Continue the martial arts forum thread from the point where it stops.

Text segment -
────
Again, I would need to see this being used in a context where someone is really avoiding getting their head knocked off. That could be a street fight, a MMA fight, a competition, whatever. Your personal sparring accounts are simply not enough.


----------



## Gerry Seymour (Nov 11, 2020)

Hanzou said:


> Cool.
> 
> Again, I would need to see this being used in a context where someone is really avoiding getting their head knocked off. That could be a street fight, a MMA fight, a competition, whatever. Your personal sparring accounts are simply not enough.


You are moving the goalposts a bit, Hanzou. You asked earlier about someone using it against a resisting opponent. While anecdotal evidence isn't great, it's a step toward what you asked for.


----------



## Hanzou (Nov 11, 2020)

gpseymour said:


> You are moving the goalposts a bit, Hanzou. You asked earlier about someone using it against a resisting opponent. While anecdotal evidence isn't great, it's a step toward what you asked for.



Actually this is what I asked;



> Yeah, I'd need to see it being used by someone in a competition or a fight when something is actually on the line.



Play fighting with your friends doesn't really apply.


----------



## isshinryuronin (Nov 11, 2020)

Hanzou said:


> Your partner submits or taps out in practice.



*We are not talking submission holds*, here, where one can add gradual pressure over time.  My post concerned strikes to the throat, eyes or joint kicks that have immediate results.  These are the moves forbidden in competition as there is not a thing as a gradual eye poke or crushed larynx submission.  Once again you seem to side step the main point to avoid giving credit to TMA or the techniques found in kata (when properly interpreted.)


----------



## Hanzou (Nov 11, 2020)

isshinryuronin said:


> *We are not talking submission holds*, here, where one can add gradual pressure over time.  My post concerned strikes to the throat, eyes or joint kicks that have immediate results.  These are the moves forbidden in competition as there is not a thing as a gradual eye poke or crushed larynx submission.  Once again you seem to side step the main point to avoid giving credit to TMA or the techniques found in kata (when properly interpreted.)



Actually there are submissions that crush the larynx. 

Anyway, no there's no safe way to practice techniques like that, which thus turns them into low percentage attacks, and if you're not practicing them on a consistent basis on a resisting partner, that makes those attacks next to useless.


----------



## Gerry Seymour (Nov 11, 2020)

Hanzou said:


> Actually this is what I asked;
> 
> 
> 
> Play fighting with your friends doesn't really apply.


Yes, that's where you moved them.


----------



## Gerry Seymour (Nov 11, 2020)

Hanzou said:


> Actually there are submissions that crush the larynx.
> 
> Anyway, no there's no safe way to practice techniques like that, which thus turns them into low percentage attacks, and if you're not practicing them on a consistent basis on a resisting partner, that makes those attacks next to useless.
────
Supplied material -
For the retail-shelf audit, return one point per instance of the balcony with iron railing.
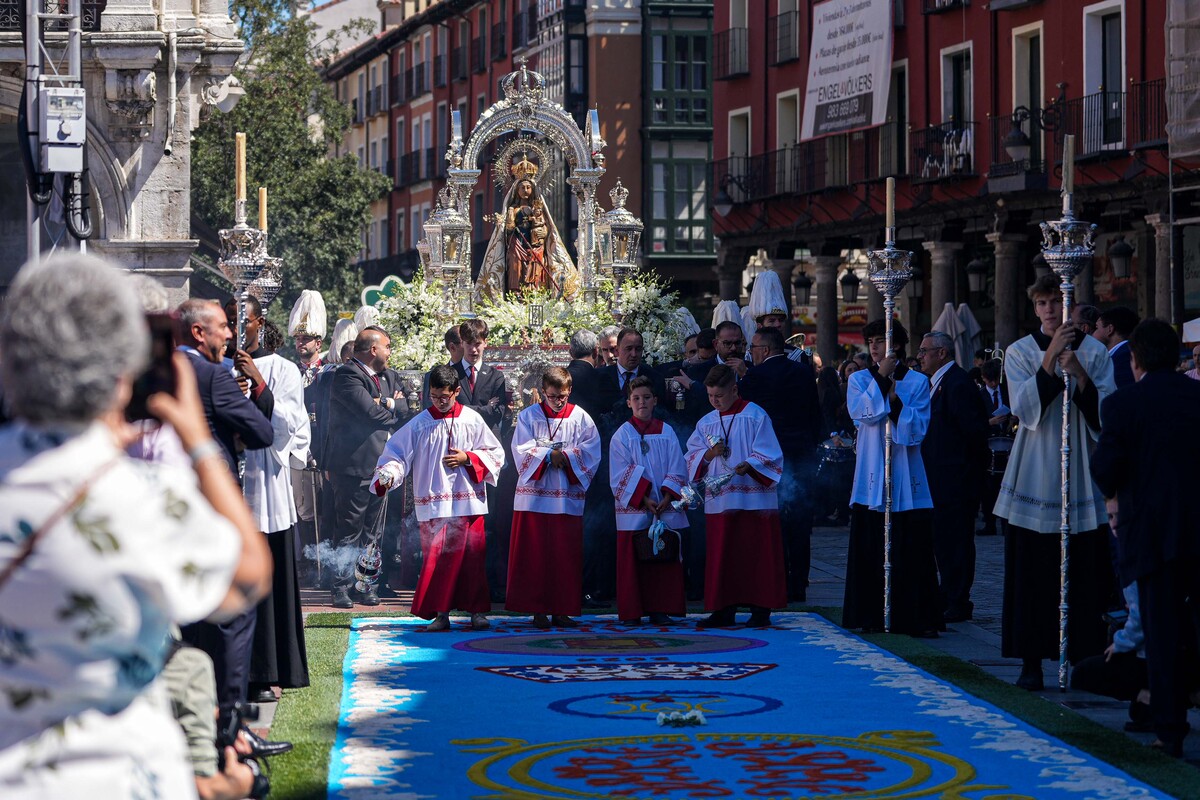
(783, 37)
(940, 6)
(498, 34)
(1018, 154)
(1147, 114)
(731, 53)
(943, 152)
(478, 54)
(459, 64)
(420, 80)
(525, 24)
(399, 89)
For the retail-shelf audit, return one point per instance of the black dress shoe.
(262, 747)
(369, 597)
(1031, 678)
(263, 695)
(723, 618)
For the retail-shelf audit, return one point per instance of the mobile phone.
(160, 376)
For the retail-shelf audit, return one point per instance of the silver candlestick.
(889, 270)
(1068, 246)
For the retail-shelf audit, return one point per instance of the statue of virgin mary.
(526, 250)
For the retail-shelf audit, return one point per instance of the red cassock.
(545, 564)
(743, 541)
(454, 575)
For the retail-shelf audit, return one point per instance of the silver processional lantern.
(889, 270)
(1068, 246)
(448, 236)
(621, 236)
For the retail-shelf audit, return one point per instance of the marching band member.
(451, 453)
(557, 450)
(647, 471)
(744, 563)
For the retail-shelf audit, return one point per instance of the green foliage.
(317, 204)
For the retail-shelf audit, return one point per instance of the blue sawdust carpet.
(802, 709)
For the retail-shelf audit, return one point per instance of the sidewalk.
(978, 641)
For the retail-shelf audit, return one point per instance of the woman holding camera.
(100, 554)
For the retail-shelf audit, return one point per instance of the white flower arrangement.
(412, 313)
(676, 720)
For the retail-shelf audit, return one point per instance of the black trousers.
(229, 645)
(357, 511)
(954, 548)
(1170, 615)
(796, 522)
(1030, 620)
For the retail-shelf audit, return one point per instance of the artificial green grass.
(1173, 776)
(309, 716)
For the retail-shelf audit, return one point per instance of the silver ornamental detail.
(1068, 245)
(889, 269)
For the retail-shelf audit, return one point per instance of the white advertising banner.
(850, 66)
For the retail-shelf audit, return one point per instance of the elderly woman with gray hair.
(99, 553)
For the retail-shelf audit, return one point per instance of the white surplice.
(418, 449)
(543, 487)
(869, 409)
(635, 474)
(1031, 491)
(267, 481)
(750, 438)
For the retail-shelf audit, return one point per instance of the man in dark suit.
(1000, 440)
(1113, 329)
(363, 411)
(585, 352)
(787, 391)
(481, 388)
(234, 419)
(954, 452)
(1149, 480)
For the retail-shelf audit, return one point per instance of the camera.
(229, 722)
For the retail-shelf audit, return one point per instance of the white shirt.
(540, 486)
(418, 449)
(267, 481)
(91, 608)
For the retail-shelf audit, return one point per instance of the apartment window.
(678, 55)
(678, 215)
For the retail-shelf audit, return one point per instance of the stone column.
(1008, 289)
(826, 268)
(1161, 226)
(942, 258)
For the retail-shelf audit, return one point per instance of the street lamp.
(916, 288)
(621, 239)
(977, 275)
(1120, 254)
(803, 286)
(850, 287)
(723, 203)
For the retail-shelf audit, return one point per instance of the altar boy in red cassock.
(647, 471)
(744, 545)
(451, 453)
(557, 450)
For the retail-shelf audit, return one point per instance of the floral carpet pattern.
(802, 709)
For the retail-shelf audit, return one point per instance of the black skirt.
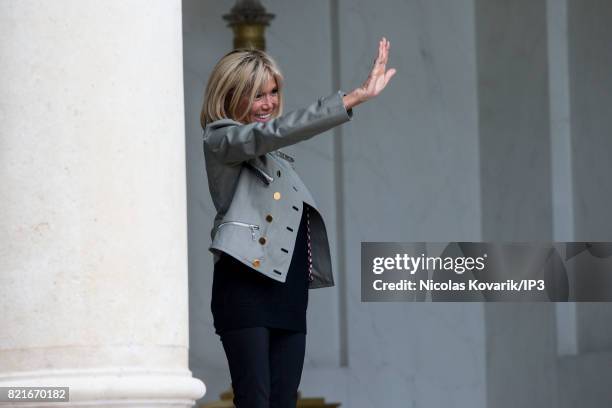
(243, 297)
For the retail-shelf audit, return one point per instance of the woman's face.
(264, 105)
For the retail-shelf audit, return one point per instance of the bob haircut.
(242, 72)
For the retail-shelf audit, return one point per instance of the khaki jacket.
(259, 197)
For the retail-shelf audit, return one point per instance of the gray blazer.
(259, 197)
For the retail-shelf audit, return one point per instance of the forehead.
(268, 84)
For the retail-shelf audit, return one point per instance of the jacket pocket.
(252, 227)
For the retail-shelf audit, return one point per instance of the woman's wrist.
(353, 99)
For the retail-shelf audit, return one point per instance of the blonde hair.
(242, 72)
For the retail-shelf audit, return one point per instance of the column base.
(112, 387)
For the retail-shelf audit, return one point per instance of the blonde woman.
(269, 240)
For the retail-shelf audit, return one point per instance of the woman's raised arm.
(377, 80)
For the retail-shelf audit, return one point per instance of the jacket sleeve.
(234, 142)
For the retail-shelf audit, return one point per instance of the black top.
(243, 297)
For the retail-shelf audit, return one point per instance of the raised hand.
(377, 80)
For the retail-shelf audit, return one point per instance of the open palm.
(379, 76)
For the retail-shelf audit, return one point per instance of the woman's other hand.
(377, 80)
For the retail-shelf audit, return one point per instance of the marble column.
(93, 234)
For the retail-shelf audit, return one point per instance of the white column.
(93, 251)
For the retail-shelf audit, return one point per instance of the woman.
(269, 239)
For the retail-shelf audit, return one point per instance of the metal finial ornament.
(248, 19)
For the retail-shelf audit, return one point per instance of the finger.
(390, 73)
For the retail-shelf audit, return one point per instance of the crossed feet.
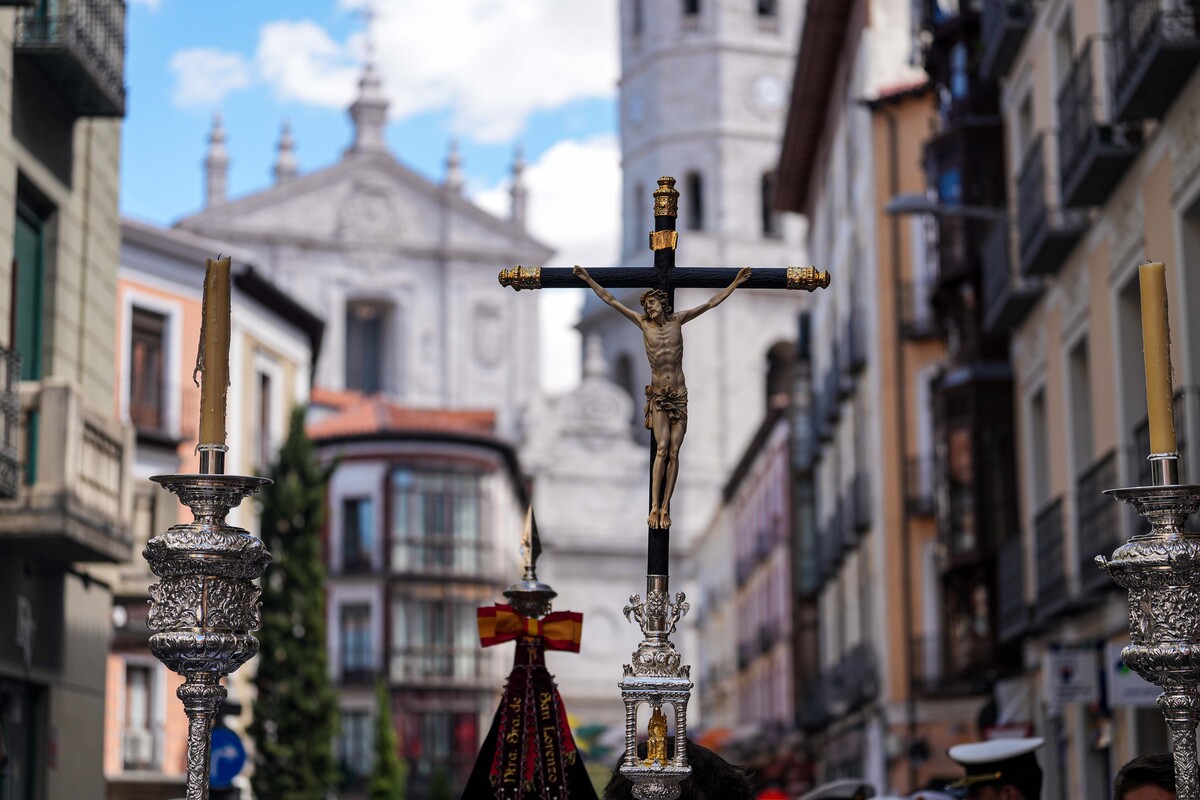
(658, 518)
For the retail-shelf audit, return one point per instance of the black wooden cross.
(666, 277)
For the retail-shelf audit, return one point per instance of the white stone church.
(403, 272)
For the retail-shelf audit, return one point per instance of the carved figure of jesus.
(666, 397)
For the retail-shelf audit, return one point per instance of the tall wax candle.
(1157, 349)
(215, 349)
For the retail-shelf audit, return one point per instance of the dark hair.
(1157, 769)
(712, 777)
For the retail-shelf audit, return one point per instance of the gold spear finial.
(531, 546)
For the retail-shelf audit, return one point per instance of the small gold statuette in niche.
(657, 743)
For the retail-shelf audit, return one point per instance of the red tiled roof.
(360, 415)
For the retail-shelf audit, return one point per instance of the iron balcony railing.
(1003, 26)
(10, 422)
(1097, 521)
(1012, 611)
(1051, 572)
(1155, 48)
(81, 46)
(1092, 154)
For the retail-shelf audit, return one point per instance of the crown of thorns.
(658, 294)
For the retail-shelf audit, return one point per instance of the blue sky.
(491, 73)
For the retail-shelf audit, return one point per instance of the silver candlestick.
(1162, 572)
(657, 678)
(205, 603)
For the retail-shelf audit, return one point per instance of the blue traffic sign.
(227, 758)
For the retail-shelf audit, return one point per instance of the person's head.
(1146, 777)
(712, 776)
(654, 304)
(999, 769)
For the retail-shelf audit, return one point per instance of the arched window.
(772, 227)
(367, 352)
(695, 200)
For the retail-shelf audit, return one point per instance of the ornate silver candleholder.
(1162, 572)
(205, 603)
(657, 678)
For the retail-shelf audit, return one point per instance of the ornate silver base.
(205, 603)
(1162, 572)
(658, 679)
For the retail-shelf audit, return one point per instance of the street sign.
(228, 758)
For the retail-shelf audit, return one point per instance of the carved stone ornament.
(205, 603)
(1162, 572)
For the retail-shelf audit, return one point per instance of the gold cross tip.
(521, 277)
(809, 278)
(666, 198)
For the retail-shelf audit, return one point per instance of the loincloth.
(670, 401)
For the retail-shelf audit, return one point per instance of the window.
(433, 638)
(29, 257)
(355, 642)
(265, 451)
(137, 737)
(354, 745)
(358, 534)
(695, 200)
(437, 522)
(148, 334)
(771, 222)
(366, 352)
(1080, 377)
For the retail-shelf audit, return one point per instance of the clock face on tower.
(768, 92)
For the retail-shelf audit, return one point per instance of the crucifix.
(657, 678)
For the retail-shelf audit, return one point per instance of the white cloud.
(575, 208)
(204, 76)
(492, 61)
(303, 62)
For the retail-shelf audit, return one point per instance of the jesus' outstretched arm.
(718, 299)
(604, 294)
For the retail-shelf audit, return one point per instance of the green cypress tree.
(295, 709)
(389, 774)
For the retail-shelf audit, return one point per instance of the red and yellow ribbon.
(559, 631)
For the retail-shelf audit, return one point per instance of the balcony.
(1051, 572)
(1007, 300)
(917, 318)
(75, 503)
(1012, 611)
(861, 501)
(919, 486)
(10, 417)
(1047, 234)
(1005, 24)
(1155, 50)
(82, 49)
(1092, 155)
(1097, 522)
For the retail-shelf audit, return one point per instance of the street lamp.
(909, 204)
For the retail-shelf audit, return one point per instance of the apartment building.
(858, 121)
(273, 352)
(426, 509)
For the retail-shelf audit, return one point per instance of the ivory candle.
(215, 347)
(1157, 350)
────
Solved exercise -
Some of them are next to techniques that can be practiced with resistance. With those, drills can be used to work on developing the mechanics for applying the secondary technique, while the more common technique is used to develop the control and positioning used to get there (for both techniques).

There are others that are fringe techniques from the start.


----------



## Hanzou (Nov 11, 2020)

gpseymour said:


> Yes, that's where you moved them.



No I didn't. That was the first time I was responding to JowGa.



gpseymour said:


> Some of them are next to techniques that can be practiced with resistance. With those, drills can be used to work on developing the mechanics for applying the secondary technique, while the more common technique is used to develop the control and positioning used to get there (for both techniques).
> 
> There are others that are fringe techniques from the start.



Which means nothing really. Take a throat strike for example. What's the general purpose for a throat strike? It's the belief that if you strike the throat you can immobilize your attacker. However, you've never actually hit a multitude of training partners in the throat so you're not prepared for the multitude of variables and responses that come into play if you do it. It's a theory that you've never really tested on a live resisting opponent.

You ever hit a training partner in the throat who had a Boxing background? Nope. You ever hit a training partner in the throat who outweighed you by about 100 lbs and had a thick muscle neck? Nope. You ever hit a training partner in throat who had you in an inferior grappling position? Nope. You ever hit a training partner in the throat and it had zero effect on them? Nope. You ever hit ANY training partner in the throat period? More than likely, Nope.

So what are you basing your proficiency in throat punching on?

Hopes and dreams, that's what.


----------



## Gerry Seymour (Nov 12, 2020)

Hanzou said:


> No I didn't. That was the first time I was responding to JowGa.
> 
> 
> 
> ...


That's very much overstating the issue. I don't think MMA fighters train live eye pokes (I'll bet it's pretty rare to train them, at all), but the reactions they run into from them don't create mass confusion and huge openings for their opponent. Why? Because most of those reactions are similar to reactions they'd get from neighboring strikes.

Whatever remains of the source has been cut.